**Dataset excerpts**
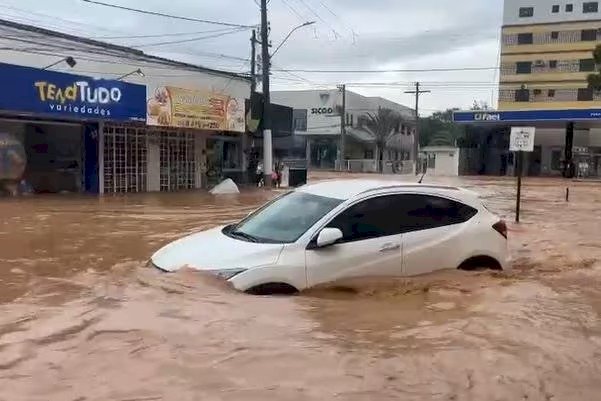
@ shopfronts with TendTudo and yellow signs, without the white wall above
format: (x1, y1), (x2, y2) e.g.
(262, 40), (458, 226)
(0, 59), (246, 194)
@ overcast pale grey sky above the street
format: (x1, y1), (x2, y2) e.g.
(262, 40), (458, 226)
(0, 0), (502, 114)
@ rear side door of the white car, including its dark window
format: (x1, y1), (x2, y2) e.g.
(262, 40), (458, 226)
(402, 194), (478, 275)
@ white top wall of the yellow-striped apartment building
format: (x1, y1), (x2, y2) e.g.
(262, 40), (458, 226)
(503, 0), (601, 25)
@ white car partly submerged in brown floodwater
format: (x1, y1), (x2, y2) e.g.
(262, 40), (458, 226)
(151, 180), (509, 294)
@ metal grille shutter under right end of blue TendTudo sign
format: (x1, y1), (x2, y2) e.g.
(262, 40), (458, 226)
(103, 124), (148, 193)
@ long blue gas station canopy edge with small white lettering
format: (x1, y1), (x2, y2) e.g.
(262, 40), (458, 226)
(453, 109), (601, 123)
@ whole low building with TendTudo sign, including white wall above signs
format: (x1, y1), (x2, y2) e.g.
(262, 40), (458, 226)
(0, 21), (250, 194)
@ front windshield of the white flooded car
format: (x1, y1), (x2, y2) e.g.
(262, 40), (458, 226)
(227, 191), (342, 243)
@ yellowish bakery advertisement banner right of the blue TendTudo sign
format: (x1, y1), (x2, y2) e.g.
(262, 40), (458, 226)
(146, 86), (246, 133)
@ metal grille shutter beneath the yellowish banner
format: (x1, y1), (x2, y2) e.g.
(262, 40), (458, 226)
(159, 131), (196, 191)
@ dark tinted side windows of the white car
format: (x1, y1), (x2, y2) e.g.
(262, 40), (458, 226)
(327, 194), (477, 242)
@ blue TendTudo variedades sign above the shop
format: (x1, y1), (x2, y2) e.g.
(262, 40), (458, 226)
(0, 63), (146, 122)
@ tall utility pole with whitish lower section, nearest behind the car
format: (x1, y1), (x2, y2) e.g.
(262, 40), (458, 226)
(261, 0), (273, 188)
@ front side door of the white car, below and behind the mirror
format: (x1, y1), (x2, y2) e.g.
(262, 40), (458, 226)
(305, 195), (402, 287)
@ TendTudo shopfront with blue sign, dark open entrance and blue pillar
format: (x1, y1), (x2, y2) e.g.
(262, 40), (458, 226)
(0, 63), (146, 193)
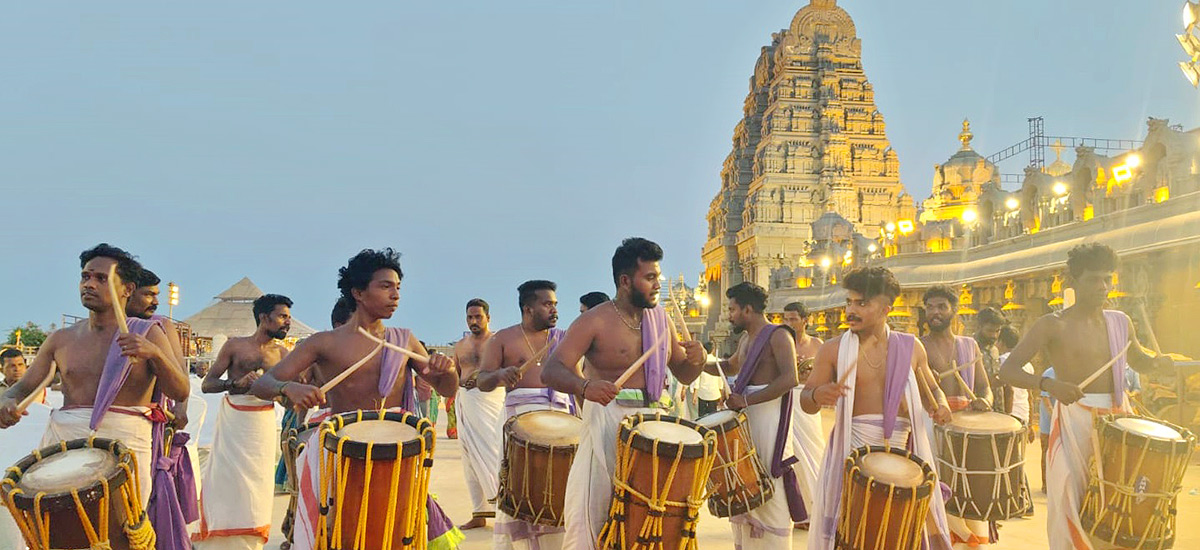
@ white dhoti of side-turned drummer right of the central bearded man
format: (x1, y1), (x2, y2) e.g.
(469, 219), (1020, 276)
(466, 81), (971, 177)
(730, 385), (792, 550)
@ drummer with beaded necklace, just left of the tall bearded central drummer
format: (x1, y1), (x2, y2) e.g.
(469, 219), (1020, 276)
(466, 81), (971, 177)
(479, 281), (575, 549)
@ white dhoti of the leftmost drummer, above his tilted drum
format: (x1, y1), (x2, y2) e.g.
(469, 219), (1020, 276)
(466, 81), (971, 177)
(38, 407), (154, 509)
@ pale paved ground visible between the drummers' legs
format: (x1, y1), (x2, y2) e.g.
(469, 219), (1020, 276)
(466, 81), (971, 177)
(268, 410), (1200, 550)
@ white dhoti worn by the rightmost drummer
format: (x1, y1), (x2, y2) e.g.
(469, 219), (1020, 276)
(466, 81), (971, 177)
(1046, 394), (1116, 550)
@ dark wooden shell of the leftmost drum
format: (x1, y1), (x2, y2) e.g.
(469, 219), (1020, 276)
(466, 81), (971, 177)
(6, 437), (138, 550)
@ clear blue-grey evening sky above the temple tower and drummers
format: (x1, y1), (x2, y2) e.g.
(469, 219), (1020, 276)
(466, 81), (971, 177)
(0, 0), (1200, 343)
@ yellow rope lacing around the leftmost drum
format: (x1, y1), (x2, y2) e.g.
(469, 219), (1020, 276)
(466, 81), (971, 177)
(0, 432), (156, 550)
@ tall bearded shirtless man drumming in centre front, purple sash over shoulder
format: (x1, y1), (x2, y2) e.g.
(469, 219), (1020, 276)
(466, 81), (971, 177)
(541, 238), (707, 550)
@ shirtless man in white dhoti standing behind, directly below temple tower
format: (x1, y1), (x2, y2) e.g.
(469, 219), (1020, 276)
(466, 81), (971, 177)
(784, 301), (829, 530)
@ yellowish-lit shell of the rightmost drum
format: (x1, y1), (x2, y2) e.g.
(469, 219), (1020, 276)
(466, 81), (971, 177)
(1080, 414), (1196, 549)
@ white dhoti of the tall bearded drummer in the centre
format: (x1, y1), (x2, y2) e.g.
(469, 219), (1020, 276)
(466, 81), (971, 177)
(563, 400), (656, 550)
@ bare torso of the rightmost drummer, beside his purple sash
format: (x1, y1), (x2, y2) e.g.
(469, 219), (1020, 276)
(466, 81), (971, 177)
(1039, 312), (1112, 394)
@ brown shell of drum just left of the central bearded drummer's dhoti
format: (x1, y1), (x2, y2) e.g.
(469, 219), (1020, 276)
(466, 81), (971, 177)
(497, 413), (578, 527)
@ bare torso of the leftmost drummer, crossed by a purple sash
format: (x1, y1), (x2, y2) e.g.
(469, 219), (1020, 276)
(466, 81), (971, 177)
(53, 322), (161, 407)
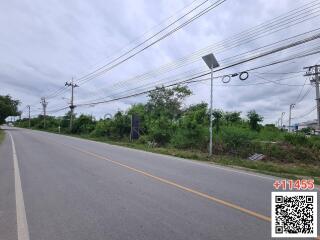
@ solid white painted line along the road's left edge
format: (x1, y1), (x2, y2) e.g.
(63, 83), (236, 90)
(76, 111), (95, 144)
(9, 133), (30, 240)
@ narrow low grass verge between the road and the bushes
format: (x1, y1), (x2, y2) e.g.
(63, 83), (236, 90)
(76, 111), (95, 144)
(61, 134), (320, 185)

**Instructions to follow**
Leaving the pictures out, print every line of the listing exactly.

**Result for this exercise**
@ shopfronts with TendTudo and yellow signs, without the white wall above
format: (x1, y1), (x2, y2) e.g.
(262, 40), (458, 226)
(0, 59), (246, 194)
@ overcast pale grey sky above the street
format: (x1, y1), (x2, y2) e.g.
(262, 40), (458, 226)
(0, 0), (502, 114)
@ rear side door of the white car, including its dark window
format: (x1, y1), (x2, y2) e.g.
(262, 40), (458, 226)
(402, 194), (478, 275)
@ white top wall of the yellow-striped apartment building
format: (x1, y1), (x2, y2) e.g.
(262, 40), (458, 226)
(503, 0), (601, 25)
@ white car partly submerged in brown floodwater
format: (x1, y1), (x2, y2) e.g.
(262, 40), (458, 226)
(151, 180), (509, 294)
@ metal grille shutter under right end of blue TendTudo sign
format: (x1, y1), (x2, y2) e.g.
(262, 40), (458, 226)
(103, 124), (148, 193)
@ long blue gas station canopy edge with small white lettering
format: (x1, y1), (x2, y2) e.g.
(262, 40), (458, 226)
(453, 109), (601, 123)
@ whole low building with TendTudo sign, including white wall above signs
format: (x1, y1), (x2, y2) e.g.
(262, 40), (458, 226)
(0, 21), (250, 194)
@ front windshield of the white flooded car
format: (x1, y1), (x2, y2) e.g.
(262, 40), (458, 226)
(227, 191), (342, 243)
@ yellowish bakery advertisement banner right of the blue TendTudo sign
format: (x1, y1), (x2, y2) e.g.
(262, 40), (458, 226)
(146, 86), (246, 133)
@ metal grille shutter beneath the yellowish banner
format: (x1, y1), (x2, y2) e.g.
(262, 40), (458, 226)
(159, 131), (196, 191)
@ dark tinted side windows of the white car
format: (x1, y1), (x2, y2) e.g.
(262, 40), (458, 226)
(327, 194), (477, 242)
@ blue TendTudo variedades sign above the shop
format: (x1, y1), (x2, y2) e.g.
(262, 40), (458, 226)
(0, 63), (146, 122)
@ tall utility pole with whitish lower section, nearest behind the car
format: (x1, y1), (x2, y2) e.g.
(262, 40), (458, 226)
(261, 0), (273, 188)
@ front side door of the white car, below and behind the mirror
format: (x1, y1), (x2, y2) e.g.
(262, 40), (458, 226)
(305, 195), (402, 287)
@ TendTudo shopfront with blue sign, dark open entrance and blue pillar
format: (x1, y1), (x2, y2) e.g.
(262, 40), (458, 226)
(0, 63), (146, 193)
@ white dhoti of side-turned drummer right of the central bearded man
format: (x1, y1), (x2, y2) e.g.
(469, 219), (1020, 276)
(466, 81), (971, 177)
(730, 385), (792, 550)
@ drummer with beaded necklace, just left of the tall bearded central drummer
format: (x1, y1), (x2, y2) e.g.
(469, 219), (1020, 276)
(466, 81), (971, 177)
(479, 281), (575, 549)
@ white dhoti of the leftmost drummer, above his tilted drum
format: (x1, y1), (x2, y2) e.g.
(469, 219), (1020, 276)
(466, 81), (971, 177)
(38, 407), (154, 509)
@ pale paved ground visible between the drummers' legs
format: (x1, y1), (x2, y2) e.g.
(469, 219), (1020, 276)
(466, 81), (971, 177)
(268, 410), (1200, 550)
@ white dhoti worn by the rightmost drummer
format: (x1, y1), (x2, y2) e.g.
(469, 219), (1020, 276)
(466, 81), (971, 177)
(1046, 394), (1116, 550)
@ dark wooden shell of the leftmost drum
format: (x1, y1), (x2, y2) e.g.
(469, 219), (1020, 276)
(466, 81), (971, 177)
(6, 437), (138, 550)
@ clear blue-grey evening sky above the temple tower and drummers
format: (x1, y1), (x2, y2) e.g.
(469, 219), (1020, 276)
(466, 81), (971, 177)
(0, 0), (1200, 343)
@ yellow rope lacing around the leftmost drum
format: (x1, y1), (x2, y2) e.g.
(469, 219), (1020, 276)
(466, 81), (971, 177)
(0, 432), (156, 550)
@ tall bearded shirtless man drumming in centre front, purple sash over shoulder
format: (x1, y1), (x2, y2) e.g.
(469, 219), (1020, 276)
(466, 81), (971, 177)
(541, 238), (707, 550)
@ shirtless man in white dhoti standing behind, directly below temple tower
format: (x1, y1), (x2, y2) e.g.
(469, 219), (1020, 276)
(466, 81), (971, 177)
(784, 301), (829, 530)
@ yellowish-lit shell of the rightmost drum
format: (x1, y1), (x2, y2) e.g.
(469, 219), (1020, 276)
(466, 81), (971, 177)
(1080, 414), (1196, 549)
@ white dhoti of the tall bearded drummer in the centre
format: (x1, y1), (x2, y2) e.g.
(469, 219), (1020, 276)
(466, 81), (971, 177)
(563, 400), (656, 550)
@ bare torso of the rightmost drummer, beside his purple sash
format: (x1, y1), (x2, y2) e.g.
(469, 219), (1020, 276)
(466, 81), (971, 177)
(1039, 312), (1112, 394)
@ brown shell of drum just left of the central bearded drummer's dhoti
format: (x1, y1), (x2, y2) e.g.
(469, 219), (1020, 276)
(466, 81), (971, 177)
(497, 413), (578, 527)
@ bare torso of the leftmost drummer, crossed by a purple sash
format: (x1, y1), (x2, y2) e.g.
(469, 219), (1020, 276)
(466, 81), (971, 177)
(53, 322), (161, 407)
@ solid white painted line along the road's left edge
format: (x1, y1), (x2, y2) e.g.
(63, 83), (236, 90)
(76, 111), (95, 144)
(9, 133), (30, 240)
@ narrow low grass verge between the road and the bushes
format: (x1, y1), (x2, y2) e.g.
(63, 83), (236, 90)
(76, 111), (95, 144)
(61, 134), (320, 185)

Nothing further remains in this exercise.